▶ TASKS TO CARRY OUT:
[1] Quote the Densha Otoko text from "The man who" to "pictures were posted.".
[2] In the rows, take the lines from the line with "Task: find each instance of the nose" to the line with "Target: nose radome" and write them out again with "nose radome" swapped for "tail cone", leaving everything else unchanged.

══ SUPPLIED TEXT

Densha Otoko (電車男) is a Japanese movie, television series, manga, novel, and other media, all based on the purportedly true story of a 23-year-old otaku who intervened when a drunk man started to harass several women on a train. The otaku ultimately began dating one of the women.

The event, and the man's subsequent dates with the woman, who became known as "Hermès" (エルメス, Erumesu), were chronicled on the Japanese mega-BBS 2channel. This led to the compilation of the relevant threads in a book, followed by several manga versions, a movie, a theatrical play later released as a DVD, and finally a TV series.

Densha Otoko is a popular example of the "nice guy" class of Japanese geeks who wish to lead normal lives, but are too shy to find a girlfriend, or speak openly only online. The television series uses a large number of computer-bound extras.

== Story ==
On March 14, 2004, at 9:55 p.m., an anonymous user posted in a 2channel thread for single men to talk about their woes. According to his account, he had been sitting next to a young woman on the train when a drunken man entered the car and began to badger a particular woman. The poster took the risk of telling the man to stop bothering the passengers, who were all women. The two struggled for a short time while the other passengers used this distraction to summon the conductor, who took control of the situation.

Never having done such a thing in his life, the poster was amazed to find the woman thanking him deeply for saving her from harassment. The young woman requested his address, telling him that she wanted to express her appreciation for his act, before they parted ways. The poster, upon returning home, shared his experience with other posters in the thread and was eventually nicknamed "Densha Otoko" (Train Man).

A few days later, Train Man received a package from the woman: an expensive set of cups and saucers made by Hermès, a French luxury goods company. Flabbergasted, the man turned to the 2channelers for advice; he was soon convinced that the tea set was too expensive to be a mere thank-you gift. Following the advice and suggestions of the other posters, Train Man eventually contacted the woman.

The man who wrote admitted things about himself, such as the fact that he had never had a girlfriend before, that he was an Akihabara nerd and an otaku, and that he had never been on a date. Because of this last fact, he consistently posted updates on his situation, asking for advice on everything from restaurant choices to what clothing to wear. After an enjoyable first date, they began meeting regularly. Following the 2channelers' collective advice, he got a haircut, updated his wardrobe, and began to emerge from his shell. After several dates, his demeanor had changed for the better and this culminated a few months later in his confessing his love for her. She reciprocated, and when the 2channelers were informed, there was a mass celebration; posts began flowing in congratulating the new couple, and extravagant Shift JIS art pictures were posted.

════
══ DATA TO USE

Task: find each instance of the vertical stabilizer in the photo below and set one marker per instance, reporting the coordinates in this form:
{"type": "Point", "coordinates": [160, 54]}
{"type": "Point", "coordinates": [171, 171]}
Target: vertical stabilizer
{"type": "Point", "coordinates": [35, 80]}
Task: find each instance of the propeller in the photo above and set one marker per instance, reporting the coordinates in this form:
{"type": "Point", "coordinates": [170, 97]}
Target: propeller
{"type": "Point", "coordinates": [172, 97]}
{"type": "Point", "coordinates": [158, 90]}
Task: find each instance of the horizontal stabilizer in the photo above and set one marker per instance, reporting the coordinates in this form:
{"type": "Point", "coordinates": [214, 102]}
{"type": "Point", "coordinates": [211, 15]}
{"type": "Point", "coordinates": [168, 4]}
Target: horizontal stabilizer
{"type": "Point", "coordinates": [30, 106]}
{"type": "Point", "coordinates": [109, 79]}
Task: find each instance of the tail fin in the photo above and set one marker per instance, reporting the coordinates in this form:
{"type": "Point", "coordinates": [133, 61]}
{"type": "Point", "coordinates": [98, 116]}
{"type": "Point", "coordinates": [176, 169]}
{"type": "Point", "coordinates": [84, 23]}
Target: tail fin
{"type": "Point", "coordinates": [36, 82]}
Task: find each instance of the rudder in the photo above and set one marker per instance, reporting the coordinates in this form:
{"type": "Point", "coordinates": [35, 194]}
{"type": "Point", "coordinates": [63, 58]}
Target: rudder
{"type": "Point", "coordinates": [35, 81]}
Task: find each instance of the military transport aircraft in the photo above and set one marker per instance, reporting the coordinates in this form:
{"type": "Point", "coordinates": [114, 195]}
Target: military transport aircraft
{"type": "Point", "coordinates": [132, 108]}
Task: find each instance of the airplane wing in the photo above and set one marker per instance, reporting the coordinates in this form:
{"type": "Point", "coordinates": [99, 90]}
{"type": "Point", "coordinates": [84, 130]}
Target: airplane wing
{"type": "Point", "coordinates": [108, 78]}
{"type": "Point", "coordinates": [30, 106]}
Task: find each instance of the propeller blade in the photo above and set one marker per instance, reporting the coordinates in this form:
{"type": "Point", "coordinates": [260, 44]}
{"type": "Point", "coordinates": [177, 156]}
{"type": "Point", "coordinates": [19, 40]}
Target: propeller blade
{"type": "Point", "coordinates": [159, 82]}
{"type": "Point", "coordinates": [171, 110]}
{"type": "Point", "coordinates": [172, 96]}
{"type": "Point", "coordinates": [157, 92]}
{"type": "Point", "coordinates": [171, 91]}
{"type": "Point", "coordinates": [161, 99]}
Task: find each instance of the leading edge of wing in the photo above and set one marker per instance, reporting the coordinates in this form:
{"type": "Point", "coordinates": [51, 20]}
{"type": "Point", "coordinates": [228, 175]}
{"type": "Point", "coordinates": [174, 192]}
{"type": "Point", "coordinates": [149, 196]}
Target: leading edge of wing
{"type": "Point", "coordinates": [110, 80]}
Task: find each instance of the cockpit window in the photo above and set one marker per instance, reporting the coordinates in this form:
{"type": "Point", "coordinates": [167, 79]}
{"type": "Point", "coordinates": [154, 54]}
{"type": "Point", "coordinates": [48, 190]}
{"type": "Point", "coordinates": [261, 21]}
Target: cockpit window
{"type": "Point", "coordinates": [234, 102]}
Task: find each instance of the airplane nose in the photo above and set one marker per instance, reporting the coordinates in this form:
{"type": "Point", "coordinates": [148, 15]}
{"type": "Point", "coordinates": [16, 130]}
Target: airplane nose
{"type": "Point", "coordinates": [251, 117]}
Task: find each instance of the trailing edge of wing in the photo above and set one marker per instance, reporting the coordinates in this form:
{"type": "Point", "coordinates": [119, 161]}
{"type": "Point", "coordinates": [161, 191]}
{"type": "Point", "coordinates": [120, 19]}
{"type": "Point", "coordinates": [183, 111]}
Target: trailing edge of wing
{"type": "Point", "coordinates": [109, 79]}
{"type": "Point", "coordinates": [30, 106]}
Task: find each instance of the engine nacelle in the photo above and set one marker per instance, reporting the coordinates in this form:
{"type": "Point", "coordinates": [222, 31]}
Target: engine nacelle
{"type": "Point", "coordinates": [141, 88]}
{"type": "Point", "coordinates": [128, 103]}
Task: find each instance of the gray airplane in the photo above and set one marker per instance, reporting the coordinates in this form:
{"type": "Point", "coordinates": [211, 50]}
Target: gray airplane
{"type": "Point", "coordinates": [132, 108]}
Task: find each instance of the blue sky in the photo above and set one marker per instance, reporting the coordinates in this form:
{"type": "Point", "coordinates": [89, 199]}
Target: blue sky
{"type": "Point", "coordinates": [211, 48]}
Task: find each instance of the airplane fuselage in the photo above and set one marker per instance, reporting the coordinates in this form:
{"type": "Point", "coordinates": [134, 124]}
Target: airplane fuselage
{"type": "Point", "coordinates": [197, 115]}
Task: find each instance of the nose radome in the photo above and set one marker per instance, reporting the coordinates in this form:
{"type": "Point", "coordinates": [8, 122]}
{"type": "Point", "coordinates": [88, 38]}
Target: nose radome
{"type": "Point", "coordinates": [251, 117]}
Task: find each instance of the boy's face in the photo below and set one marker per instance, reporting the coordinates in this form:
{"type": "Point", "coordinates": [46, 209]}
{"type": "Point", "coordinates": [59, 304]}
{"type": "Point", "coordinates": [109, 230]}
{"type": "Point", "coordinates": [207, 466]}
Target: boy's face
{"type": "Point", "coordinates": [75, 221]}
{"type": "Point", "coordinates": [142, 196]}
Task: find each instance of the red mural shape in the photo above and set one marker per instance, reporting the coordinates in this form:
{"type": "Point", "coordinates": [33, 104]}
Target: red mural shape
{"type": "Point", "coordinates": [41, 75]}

════

▶ THE SOLUTIONS:
[1]
The man who wrote admitted things about himself, such as the fact that he had never had a girlfriend before, that he was an Akihabara nerd and an otaku, and that he had never been on a date. Because of this last fact, he consistently posted updates on his situation, asking for advice on everything from restaurant choices to what clothing to wear. After an enjoyable first date, they began meeting regularly. Following the 2channelers' collective advice, he got a haircut, updated his wardrobe, and began to emerge from his shell. After several dates, his demeanor had changed for the better and this culminated a few months later in his confessing his love for her. She reciprocated, and when the 2channelers were informed, there was a mass celebration; posts began flowing in congratulating the new couple, and extravagant Shift JIS art pictures were posted.

[2]
Task: find each instance of the tail cone in the photo above and set one marker per instance, reporting the coordinates in this form:
{"type": "Point", "coordinates": [8, 122]}
{"type": "Point", "coordinates": [88, 38]}
Target: tail cone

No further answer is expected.